What you have to do: Continue the HIP FAQ below, picking up after its last line.
--- start Document ---
- What APIs and features does HIP support?
- What is not supported?
- Is HIP a drop-in replacement for CUDA?
- What specific version of CUDA does HIP support?
- What libraries does HIP support?
- How does HIP compare with OpenCL?
- How does porting CUDA to HIP compare to porting CUDA to OpenCL?
- What hardware does HIP support?
- Do HIPIFY tools automatically convert all source code?
- What is NVCC?
- What is HIP-Clang?
- Why use HIP rather than supporting CUDA directly?
- Can I develop HIP code on an Nvidia CUDA platform?
- Can I develop HIP code on an AMD HIP-Clang platform?
- What is ROCclr?
- What is hipamd?
- Can a HIP binary run on both AMD and Nvidia platforms?
- On HIP-Clang, can I link HIP code with host code compiled with another compiler such as gcc, icc, or clang?
- HIP detected my platform (hip-clang vs nvcc) incorrectly - what should I do?
- Can I install both CUDA SDK and HIP-clang on same machine?
- On CUDA, can I mix CUDA code with HIP code?
- How do I trace HIP application flow?
- What if HIP generates an error of "symbol multiply defined!" only on AMD machine?
- What is maximum limit of Generic kernel launching parameter?
- Are shfl*_sync functions supported on HIP platform?
- How to create a guard for code that is specific to the host or the GPU?
- Why _OpenMP is undefined when compiling with -fopenmp?
- Does the HIP-Clang compiler support extern shared declarations?
- I have multiple HIP enabled devices and I am getting an error message hipErrorNoBinaryForGpu: Unable to find code object for all current devices?
- How can I know the version of HIP?
HIP provides the following:
- Devices (hipSetDevice(), hipGetDeviceProperties(), etc.)
- Memory management (hipMalloc(), hipMemcpy(), hipFree(), etc.)
- Streams (hipStreamCreate(),hipStreamSynchronize(), hipStreamWaitEvent(), etc.)
- Events (hipEventRecord(), hipEventElapsedTime(), etc.)
- Kernel launching (hipLaunchKernel/hipLaunchKernelGGL is the preferred way of launching kernels. hipLaunchKernelGGL is a standard C/C++ macro that can serve as an alternative way to launch kernels, replacing the CUDA triple-chevron (<<< >>>) syntax).
- HIP Module API to control when adn how code is loaded.
- CUDA-style kernel coordinate functions (threadIdx, blockIdx, blockDim, gridDim)
- Cross-lane instructions including shfl, ballot, any, all
- Most device-side math built-ins
- Error reporting (hipGetLastError(), hipGetErrorString())
The HIP API documentation describes each API and its limitations, if any, compared with the equivalent CUDA API.
At a high-level, the following features are not supported:
- Textures (partial support available)
- Dynamic parallelism (CUDA 5.0)
- Managed memory (CUDA 6.5)
- Graphics interoperability with OpenGL or Direct3D
- CUDA IPC Functions (Under Development)
--- end Document ---
--- start Supplied data ---
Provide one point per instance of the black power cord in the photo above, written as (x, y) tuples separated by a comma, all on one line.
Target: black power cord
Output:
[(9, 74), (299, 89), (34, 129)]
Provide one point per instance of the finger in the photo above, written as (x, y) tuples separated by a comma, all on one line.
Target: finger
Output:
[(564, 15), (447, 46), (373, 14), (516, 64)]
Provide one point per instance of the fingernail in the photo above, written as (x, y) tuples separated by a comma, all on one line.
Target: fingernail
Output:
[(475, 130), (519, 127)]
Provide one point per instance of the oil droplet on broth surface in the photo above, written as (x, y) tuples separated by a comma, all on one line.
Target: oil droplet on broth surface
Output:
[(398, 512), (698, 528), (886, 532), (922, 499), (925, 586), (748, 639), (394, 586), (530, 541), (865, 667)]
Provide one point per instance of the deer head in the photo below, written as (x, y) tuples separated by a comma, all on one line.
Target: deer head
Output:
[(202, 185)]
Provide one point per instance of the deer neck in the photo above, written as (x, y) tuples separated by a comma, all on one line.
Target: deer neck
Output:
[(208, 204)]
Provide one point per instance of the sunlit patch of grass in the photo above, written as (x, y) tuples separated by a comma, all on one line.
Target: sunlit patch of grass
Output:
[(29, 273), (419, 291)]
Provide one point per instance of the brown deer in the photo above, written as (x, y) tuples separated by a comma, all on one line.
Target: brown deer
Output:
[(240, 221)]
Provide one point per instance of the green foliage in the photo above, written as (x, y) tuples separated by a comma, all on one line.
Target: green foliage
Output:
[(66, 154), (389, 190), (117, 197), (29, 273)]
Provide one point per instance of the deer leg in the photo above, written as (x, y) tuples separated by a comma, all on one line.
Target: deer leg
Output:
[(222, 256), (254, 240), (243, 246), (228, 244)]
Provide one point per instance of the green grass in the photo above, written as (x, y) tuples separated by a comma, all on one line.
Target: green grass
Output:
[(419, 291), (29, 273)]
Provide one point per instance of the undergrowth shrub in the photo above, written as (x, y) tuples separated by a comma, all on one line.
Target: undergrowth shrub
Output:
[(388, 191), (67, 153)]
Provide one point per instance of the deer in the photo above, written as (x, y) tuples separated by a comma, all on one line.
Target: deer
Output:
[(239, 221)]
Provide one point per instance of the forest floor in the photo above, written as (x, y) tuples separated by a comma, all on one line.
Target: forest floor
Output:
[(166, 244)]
--- end Supplied data ---
Output below:
- CUDA array, mipmappedArray and pitched memory
- Queue priority controls
See the API Support Table for more detailed information.
- C++-style device-side dynamic memory allocations (free, new, delete) (CUDA 4.0)
- Virtual functions, indirect functions and try/catch (CUDA 4.0)
__prof_trigger
- PTX assembly (CUDA 4.0). HIP-Clang supports inline GCN assembly.
- Several kernel features are under development. See the HIP Kernel Language for more information. These include:
- printf
No. HIP provides porting tools which do most of the work to convert CUDA code into portable C++ code that uses the HIP APIs. Most developers will port their code from CUDA to HIP and then maintain the HIP version. HIP code provides the same performance as native CUDA code, plus the benefits of running on AMD platforms.
HIP APIs and features do not map to a specific CUDA version. HIP provides a strong subset of the functionality provided in CUDA, and the hipify tools can scan code to identify any unsupported CUDA functions - this is useful for identifying the specific features required by a given application.
However, we can provide a rough summary of the features included in each CUDA SDK and the support level in HIP. Each bullet below lists the major new language features in each CUDA release and then indicate which are supported/not supported in HIP:
- CUDA 4.0 and earlier :
- HIP supports CUDA 4.0 except for the limitations described above.
- CUDA 5.0 :
- Dynamic Parallelism (not supported)
- cuIpc functions (under development).
- CUDA 5.5 :
- CUPTI (not directly supported, AMD GPUPerfAPI can be used as an alternative in some cases)
- CUDA 6.0 :
- Managed memory (under development)
- CUDA 6.5 :
- __shfl intriniscs (supported)
- CUDA 7.0 :
- Per-thread-streams (under development)
- C++11 (Hip-Clang supports all of C++11, all of C++14 and some C++17 features)
- CUDA 7.5 :
- float16 (supported)
- CUDA 8.0 :
- Page Migration including cudaMemAdvise, cudaMemPrefetch, other cudaMem* APIs(not supported)
- CUDA 9.0 :
- Cooperative Launch, Surface Object Management, Version Management
HIP includes growing support for the four key math libraries using hcBlas, hcFft, hcrng and hcsparse, as well as MIOpen for machine intelligence applications. These offer pointer-based memory interfaces (as opposed to opaque buffers) and can be easily interfaced with other HIP applications. The hip interfaces support both ROCm and CUDA paths, with familiar library interfaces.
Additionally, some of the cublas routines are automatically converted to hipblas equivalents by the HIPIFY tools. These APIs use cublas or hcblas depending on the platform and replace the need to use conditional compilation.
Both AMD and Nvidia support OpenCL 1.2 on their devices so that developers can write portable code. HIP offers several benefits over OpenCL:
- Developers can code in C++ as well as mix host and device C++ code in their source files. HIP C++ code can use templates, lambdas, classes and so on.
- The HIP API is less verbose than OpenCL and is familiar to CUDA developers.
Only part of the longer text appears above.